■ **Stated task 1**:
In the text on lldb scripted commands, rewrite the stretch from "The CommandInterpreter will" through "implement a pager.", changing "prompt" to "command line".
■ **Stated task 2**:
Pick up the text on lldb scripted commands at the point where it stops, and keep writing.

■ **Excerpted text**:

The CommandInterpreter will make sure all these requirements are met, and will
return the standard lldb error if they are not.[1]
def get_repeat_command(self, command):
The auto-repeat command is what will get executed when the user types just
a return at the next prompt after this command is run. Even if your command
was run because it was specified as a repeat command, that invocation will still
get asked for IT'S repeat command, so you can chain a series of repeats, for instance
to implement a pager.
The command argument is the command that is about to be executed.
If this call returns None, then the ordinary repeat mechanism will be used
If this call returns an empty string, then auto-repeat is disabled
If this call returns any other string, that will be the repeat command [1]
[1] This method is optional.
As a convenience, you can treat the result object as a Python file object, and
say
.. code-block:: python
print >>result, "my command does lots of cool stuff"
SBCommandReturnObject and SBStream both support this file-like behavior by
providing write() and flush() calls at the Python layer.
The commands that are added using this class definition are what lldb calls
"raw" commands. The command interpreter doesn't attempt to parse the command,
doesn't handle option values, neither generating help for them, or their
completion. Raw commands are useful when the arguments passed to the command
are unstructured, and having to protect them against lldb command parsing would
be onerous. For instance, "expr" is a raw command.
You can also add scripted commands that implement the "parsed command", where
the options and their types are specified, as well as the argument and argument
types. These commands look and act like the majority of lldb commands, and you
can also add custom completions for the options and/or the arguments if you have
special needs.
The easiest way to do this is to derive your new command from the lldb.ParsedCommand
class. That responds in the same way to the help & repeat command interfaces, and
provides some convenience methods, and most importantly an LLDBOptionValueParser,
accessed throught lldb.ParsedCommand.get_parser(). The parser is used to set
your command definitions, and to retrieve option values in the __call__ method.
To set up the command definition, implement the ParsedCommand abstract method:
.. code-block:: python
def setup_command_definition(self):
This is called when your command is added to lldb. In this method you add the
options and their types, the option help strings, etc. to the command using the API:
.. code-block:: python
def add_option(self, short_option, long_option, help, default,
dest = None, required=False, groups = None,
value_type=lldb.eArgTypeNone, completion_type=None,
enum_values=None):
"""
short_option: one character, must be unique, not required
long_option: no spaces, must be unique, required
help: a usage string for this option, will print in the command help
default: the initial value for this option (if it has a value)
dest: the name of the property that gives you access to the value for
this value. Defaults to the long option if not provided.
required: if true, this option must be provided or the command will error out
groups: Which "option groups" does this option belong to. This can either be
a simple list (e.g. [1, 3, 4, 5]) or you can specify ranges by sublists:
so [1, [3,5]] is the same as [1, 3, 4, 5].
value_type: one of the lldb.eArgType enum values. Some of the common arg
types also have default completers, which will be applied automatically.
completion_type: currently these are values form the lldb.CompletionType enum. If
you need custom completions, implement handle_option_argument_completion.
enum_values: An array of duples: ["element_name", "element_help"]. If provided,
only one of the enum elements is allowed. The value will be the
element_name for the chosen enum element as a string.
"""
Similarly, you can add argument types to the command:
.. code-block:: python
def make_argument_element(self, arg_type, repeat = "optional", groups = None):
"""

■ **Dataset records**:
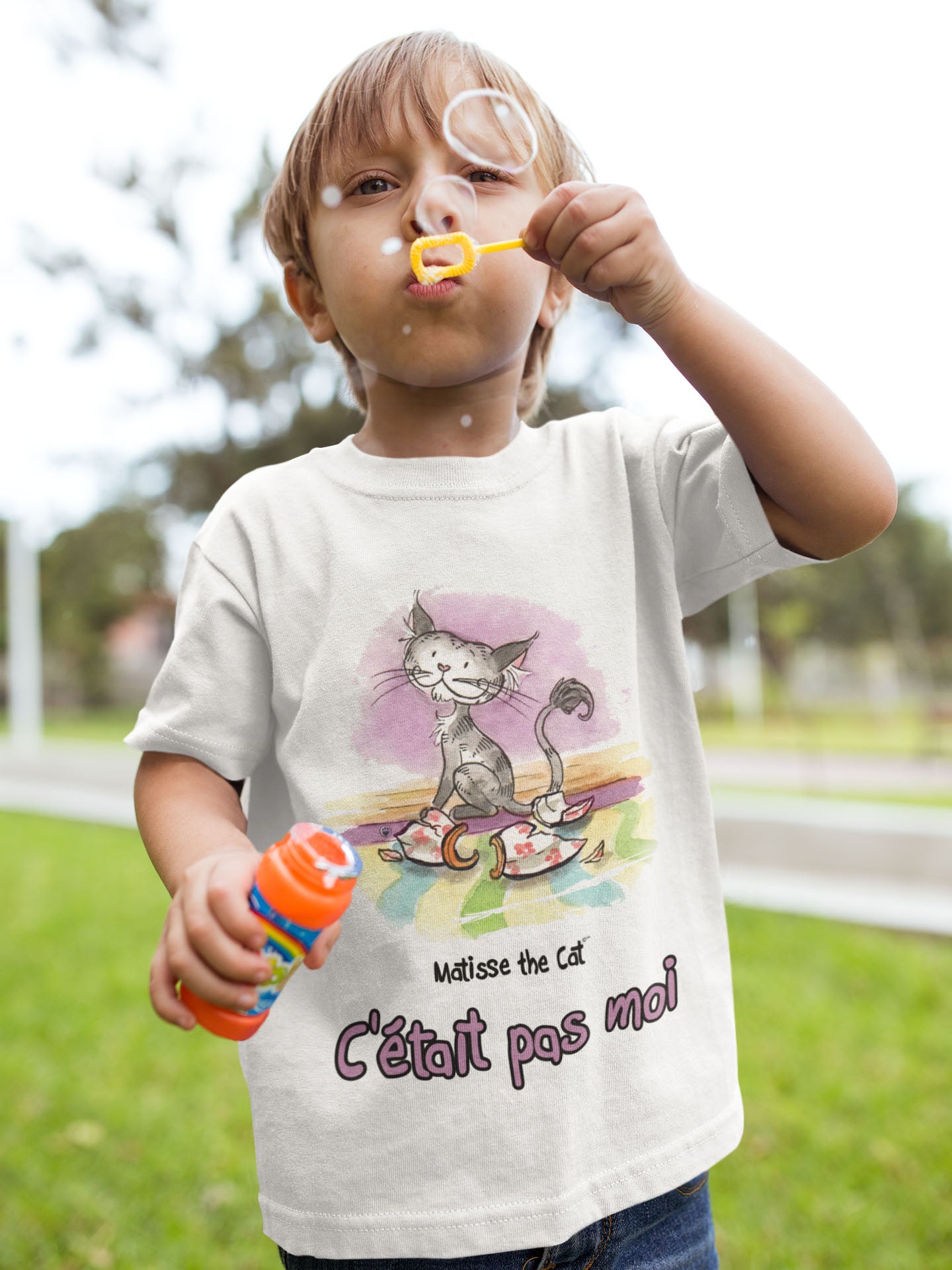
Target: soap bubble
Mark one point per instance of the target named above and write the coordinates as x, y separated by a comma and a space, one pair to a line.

--

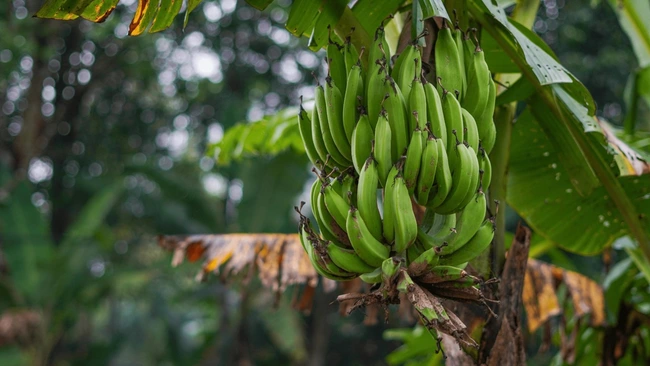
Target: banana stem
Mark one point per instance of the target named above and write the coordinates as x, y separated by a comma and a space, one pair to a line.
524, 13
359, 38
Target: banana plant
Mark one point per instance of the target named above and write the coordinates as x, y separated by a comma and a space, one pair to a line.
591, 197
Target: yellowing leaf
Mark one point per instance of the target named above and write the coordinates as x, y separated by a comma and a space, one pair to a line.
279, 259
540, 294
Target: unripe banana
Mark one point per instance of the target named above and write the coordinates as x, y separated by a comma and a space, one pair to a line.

...

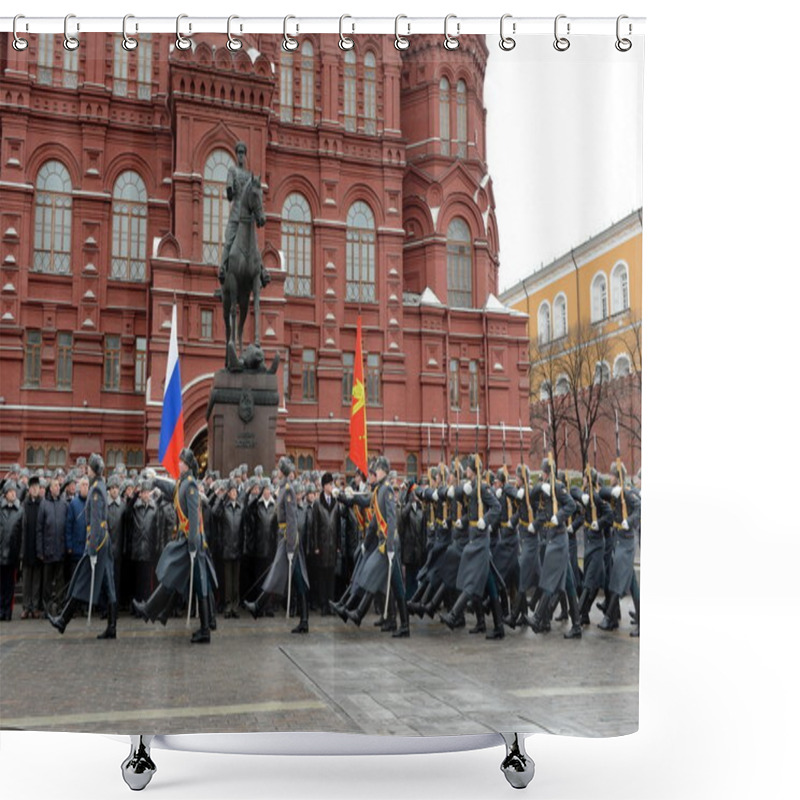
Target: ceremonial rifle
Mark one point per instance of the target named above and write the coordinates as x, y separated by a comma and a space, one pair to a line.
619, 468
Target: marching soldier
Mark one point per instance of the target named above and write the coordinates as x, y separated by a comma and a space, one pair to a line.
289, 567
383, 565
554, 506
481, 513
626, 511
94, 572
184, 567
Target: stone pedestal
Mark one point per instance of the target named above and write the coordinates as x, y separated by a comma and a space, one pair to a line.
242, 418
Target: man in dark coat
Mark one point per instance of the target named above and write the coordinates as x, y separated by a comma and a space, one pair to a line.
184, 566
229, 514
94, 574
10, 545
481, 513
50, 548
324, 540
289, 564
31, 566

■ **Task response 1**:
The CommandInterpreter will make sure all these requirements are met, and will
return the standard lldb error if they are not.[1]
def get_repeat_command(self, command):
The auto-repeat command is what will get executed when the user types just
a return at the next command line after this command is run. Even if your command
was run because it was specified as a repeat command, that invocation will still
get asked for IT'S repeat command, so you can chain a series of repeats, for instance
to implement a pager.

■ **Task response 2**:
arg_type: The argument type, one of the lldb.eArgType enum values.
repeat: Choose from the following options:
"plain" - one value
"optional" - zero or more values
"plus" - one or more values
groups: As with add_option.
"""
Then implement the body of the command by defining:
.. code-block:: python
def __call__(self, debugger, args_array, exe_ctx, result):
"""This is the command callback. The option values are
provided by the 'dest' properties on the parser.
args_array: This is the list of arguments provided.
exe_ctx: Gives the SBExecutionContext on which the
command should operate.
result: Any results of the command should be
written into this SBCommandReturnObject.
"""
This differs from the "raw" command's __call__ in that the arguments are already
parsed into the args_array, and the option values are set in the parser, and
can be accessed using their property name. The LLDBOptionValueParser class has
a couple of other handy methods:
.. code-block:: python
def was_set(self, long_option_name):
returns True if the option was specified on the command line.
.. code-block:: python
def dest_for_option(self, long_option_name):
"""
This will return the value of the dest variable you defined for opt_name.
Mostly useful for handle_completion where you get passed the long option.
"""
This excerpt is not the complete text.